## Passage
— start —

We can’t do it alone. The scale of the challenge is too big – and the stakes are too immense – the issue is too complex – for any one company, one organization or even one country to solve this issue.
Later this month, negotiators from 160 countries will meet in Paris to continue work on creating an international legally binding instrument on plastic pollution. Called the Intergovernmental Negotiating Committee (INC), these meetings – which will stretch over the next two years – will play a significant role in shaping how plastics are produced, designed, used, and ultimately managed.
We at Dow – along with many others across industry, governments, and NGOs – support this work and believe such an agreement could help end plastics pollution by accelerating the transition to a circular economy. We all believe in a future where plastics are sustainably produced, designed, used, reused, and recycled, thereby creating new value and greater purpose for plastic waste. In doing so, we will also be able to preserve a critical link in securing a low-carbon economy.

— end —

Location identification items
— start —

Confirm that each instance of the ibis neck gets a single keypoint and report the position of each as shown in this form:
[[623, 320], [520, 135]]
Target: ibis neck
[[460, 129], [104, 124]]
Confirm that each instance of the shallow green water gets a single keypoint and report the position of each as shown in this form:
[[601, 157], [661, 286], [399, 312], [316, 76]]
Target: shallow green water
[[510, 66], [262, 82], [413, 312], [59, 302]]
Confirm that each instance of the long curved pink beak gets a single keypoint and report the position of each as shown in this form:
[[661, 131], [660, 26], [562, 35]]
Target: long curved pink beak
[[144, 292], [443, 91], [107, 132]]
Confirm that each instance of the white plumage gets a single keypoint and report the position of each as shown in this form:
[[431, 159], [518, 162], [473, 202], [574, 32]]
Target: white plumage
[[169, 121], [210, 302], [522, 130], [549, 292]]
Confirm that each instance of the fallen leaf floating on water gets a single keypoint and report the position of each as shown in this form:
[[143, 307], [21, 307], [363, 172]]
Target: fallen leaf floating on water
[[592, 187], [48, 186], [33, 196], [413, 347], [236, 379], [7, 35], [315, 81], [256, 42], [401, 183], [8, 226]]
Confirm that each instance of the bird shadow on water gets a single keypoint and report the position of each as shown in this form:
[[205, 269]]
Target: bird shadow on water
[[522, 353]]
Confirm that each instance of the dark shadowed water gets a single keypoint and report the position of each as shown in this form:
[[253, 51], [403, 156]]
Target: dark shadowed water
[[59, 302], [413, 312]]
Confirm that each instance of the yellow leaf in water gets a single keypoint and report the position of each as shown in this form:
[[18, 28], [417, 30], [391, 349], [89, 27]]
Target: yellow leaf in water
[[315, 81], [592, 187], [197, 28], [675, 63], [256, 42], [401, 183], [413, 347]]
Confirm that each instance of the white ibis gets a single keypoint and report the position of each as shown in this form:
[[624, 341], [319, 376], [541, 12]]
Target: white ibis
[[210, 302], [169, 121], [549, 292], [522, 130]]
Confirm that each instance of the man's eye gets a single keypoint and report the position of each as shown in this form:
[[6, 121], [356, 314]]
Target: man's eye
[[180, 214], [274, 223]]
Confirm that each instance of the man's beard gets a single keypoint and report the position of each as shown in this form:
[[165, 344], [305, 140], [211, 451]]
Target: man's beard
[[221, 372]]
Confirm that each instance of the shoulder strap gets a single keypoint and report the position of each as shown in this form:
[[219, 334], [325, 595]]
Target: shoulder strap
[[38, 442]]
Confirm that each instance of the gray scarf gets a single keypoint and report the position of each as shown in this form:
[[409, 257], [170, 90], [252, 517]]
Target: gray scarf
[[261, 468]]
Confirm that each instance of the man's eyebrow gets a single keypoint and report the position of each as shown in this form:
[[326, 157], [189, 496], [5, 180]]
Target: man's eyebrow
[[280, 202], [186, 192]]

— end —

## Instruction
Continue the passage on plastic pollution from the point at which it ends. The records have no connection to the passage on plastic pollution.

## Output for this exercise
To understand why these negotiations are so critical, we also need to understand why plastic itself is so important. Without plastic, how would we preserve food and water for people in remote locations? How would we maintain hygiene practices in healthcare?
Plastic not only plays a vital role in life as we know it and our economy, it is also an essential part of our journey toward a low-carbon and circular future. In fact, we can’t deliver a low-carbon future without plastics.
The challenge we all face, however, is how we manage plastics waste. Much of the plastic used around the world goes unrecovered after use and today very little that can be recycled is recycled. North America, for example, has a plastic recycling rate of only 11 percent, the lowest regional recycling rate in the world. China and SE Asia recycle plastics at a 20 percent rate, developed Asia is at 26 percent, and Western Europe is at 32 percent.1
Not all countries are starting their efforts to solve the problem from the same spot. Many developing countries, for instance, are struggling with inadequate recycling infrastructure for ALL materials while others – due to political or economic instability – lack the capacity to enact national policies.
Poorly managed plastic waste not only denies us a valuable recycling resource, but it can also contribute to environmental and ecological challenges.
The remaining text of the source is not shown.